** start of DATASET **

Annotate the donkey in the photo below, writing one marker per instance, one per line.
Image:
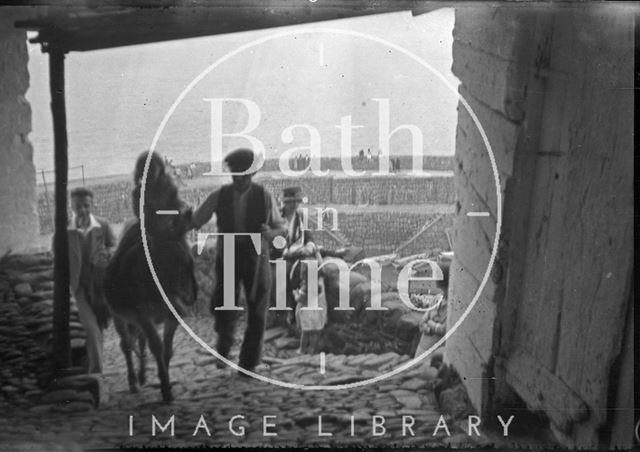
(137, 304)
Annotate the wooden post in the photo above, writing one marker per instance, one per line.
(61, 348)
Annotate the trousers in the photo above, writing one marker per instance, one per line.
(94, 337)
(245, 267)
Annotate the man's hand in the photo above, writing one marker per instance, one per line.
(267, 233)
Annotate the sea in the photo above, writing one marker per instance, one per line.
(285, 88)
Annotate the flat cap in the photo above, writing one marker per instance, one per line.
(240, 160)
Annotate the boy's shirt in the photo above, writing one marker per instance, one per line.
(87, 246)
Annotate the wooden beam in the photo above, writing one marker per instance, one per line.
(61, 348)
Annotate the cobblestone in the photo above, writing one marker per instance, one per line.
(218, 395)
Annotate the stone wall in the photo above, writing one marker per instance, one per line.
(487, 52)
(26, 309)
(19, 224)
(430, 163)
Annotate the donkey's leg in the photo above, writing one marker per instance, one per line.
(126, 344)
(155, 344)
(142, 358)
(170, 325)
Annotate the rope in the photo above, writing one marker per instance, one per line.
(426, 226)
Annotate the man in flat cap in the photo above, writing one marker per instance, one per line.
(242, 207)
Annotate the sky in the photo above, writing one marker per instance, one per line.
(311, 75)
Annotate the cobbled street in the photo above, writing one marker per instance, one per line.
(201, 389)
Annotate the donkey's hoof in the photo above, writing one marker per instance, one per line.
(167, 395)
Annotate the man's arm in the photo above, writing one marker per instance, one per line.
(205, 211)
(274, 219)
(110, 237)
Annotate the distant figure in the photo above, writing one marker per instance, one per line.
(434, 322)
(91, 243)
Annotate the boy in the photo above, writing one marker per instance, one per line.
(91, 242)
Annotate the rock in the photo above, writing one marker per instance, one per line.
(454, 401)
(74, 407)
(287, 343)
(23, 289)
(274, 333)
(66, 396)
(82, 383)
(413, 384)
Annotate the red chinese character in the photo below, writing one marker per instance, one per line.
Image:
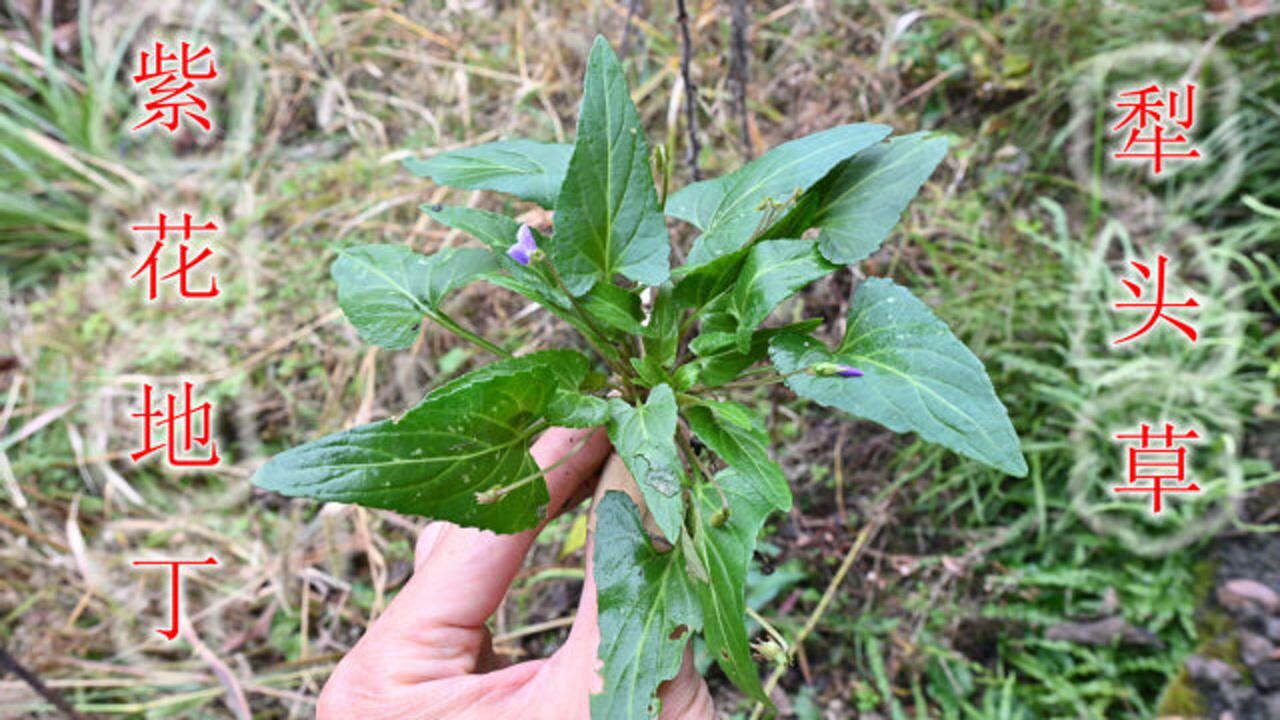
(172, 419)
(172, 80)
(151, 265)
(1159, 305)
(1146, 112)
(1157, 464)
(172, 630)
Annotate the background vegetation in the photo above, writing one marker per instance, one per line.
(923, 584)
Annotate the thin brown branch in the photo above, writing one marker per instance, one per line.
(739, 69)
(686, 51)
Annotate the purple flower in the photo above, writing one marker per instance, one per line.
(849, 372)
(833, 370)
(522, 251)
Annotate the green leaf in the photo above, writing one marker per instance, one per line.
(385, 290)
(696, 286)
(571, 409)
(528, 169)
(726, 554)
(498, 232)
(650, 372)
(731, 432)
(919, 377)
(469, 437)
(615, 306)
(648, 613)
(862, 199)
(775, 270)
(645, 438)
(727, 209)
(726, 365)
(607, 218)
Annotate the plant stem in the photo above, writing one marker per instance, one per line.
(452, 326)
(686, 50)
(597, 341)
(686, 446)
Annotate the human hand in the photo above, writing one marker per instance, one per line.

** end of DATASET **

#### PROMPT
Reproduce the full listing above verbatim, with no pictures included.

#### RESULT OF THE TASK
Annotate the donkey in the photo below, writing one marker per instance, one per line.
Image:
(137, 304)
Annotate the wooden post in the photo above, writing one marker per instance, one per line.
(61, 348)
Annotate the trousers in the photo above, writing one marker per instance, one per line.
(94, 337)
(245, 267)
Annotate the man's hand in the photo above, writing one marker per instance, one per line.
(267, 233)
Annotate the sea in the photo above, writing one marker per instance, one per line.
(285, 88)
Annotate the flat cap in the photo above, writing one marker per instance, one per line.
(240, 160)
Annotate the boy's shirt in the photo above, writing one marker per instance, one per line.
(87, 246)
Annotate the wooden beam in the photo above, writing one marker per instance, one per line.
(61, 348)
Annotate the cobblestone in the photo above, writing one marker per instance, one per line.
(218, 395)
Annotate the stone wall in the photo above, writing one marker per instance, one per line.
(487, 52)
(26, 309)
(19, 224)
(430, 163)
Annotate the donkey's leg in the photo above, writing one marker per instance, one per line.
(126, 344)
(155, 344)
(142, 358)
(170, 325)
Annotate the rope in the photo above, writing one marker per instance, one per line.
(426, 226)
Annotate the man in flat cap in the photo above, writing one marker per instance, one per line.
(242, 207)
Annotate the sky in the photo above, writing one marker per instance, one per line.
(311, 75)
Annotate the cobbled street in the photo above, writing one marker per instance, one per line.
(201, 389)
Annotate the donkey's hoof in the photo above, writing one marker per instance, one per line.
(167, 395)
Annotate the man's arm in the photo above, writing one marker per instance, one per line.
(205, 211)
(274, 219)
(110, 237)
Annotate the distant figure in the photo above, writing one marker per instance, one per line.
(434, 322)
(91, 243)
Annotate the boy in the photo above, writing one marker per instance, one per line.
(91, 242)
Annotate the rock in the photo above, writing one marker per instance, one per line.
(454, 401)
(74, 407)
(287, 343)
(23, 289)
(274, 333)
(66, 396)
(82, 383)
(413, 384)
Annotate the red chinese character in the photo below, writing one marker per instance, one per line.
Image:
(172, 419)
(172, 80)
(151, 265)
(1159, 305)
(1146, 112)
(1157, 464)
(172, 630)
Annotate the background vegetation in the photo above, writing one marker per instance, one per line.
(923, 584)
Annotate the thin brown branch in the photo above, writing one marker per instance, one per line.
(739, 69)
(686, 51)
Annotate the purple flower in the photo above, writing one marker per instance, one per line.
(849, 372)
(833, 370)
(522, 251)
Annotate the green leaf in the photo above, writing one marker per instance, one per line.
(385, 290)
(696, 286)
(571, 409)
(528, 169)
(726, 554)
(498, 232)
(650, 372)
(731, 432)
(919, 377)
(469, 437)
(615, 306)
(648, 613)
(862, 199)
(775, 270)
(645, 438)
(727, 209)
(726, 365)
(607, 218)
Annotate the plant stem in the photo above, writing one marker per instance, one per line.
(452, 326)
(686, 50)
(597, 341)
(686, 446)
Annotate the human hand in the photo above, writing one marker per instance, one per line.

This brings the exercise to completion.